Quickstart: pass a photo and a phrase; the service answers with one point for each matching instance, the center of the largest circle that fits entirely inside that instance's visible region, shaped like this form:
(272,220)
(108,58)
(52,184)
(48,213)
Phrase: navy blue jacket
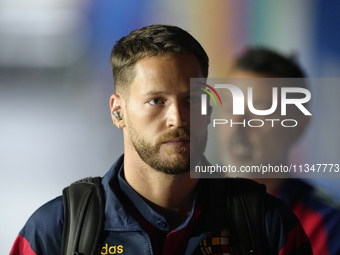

■ Short task:
Return every line from the rows above that contains the word "Quickstart".

■ Task solution:
Quickstart: pass a photo and a phrase; the service answers with one point for each matching instance, the center of the largest circle that fits entirely inside that instance's visible region, shaped like this form:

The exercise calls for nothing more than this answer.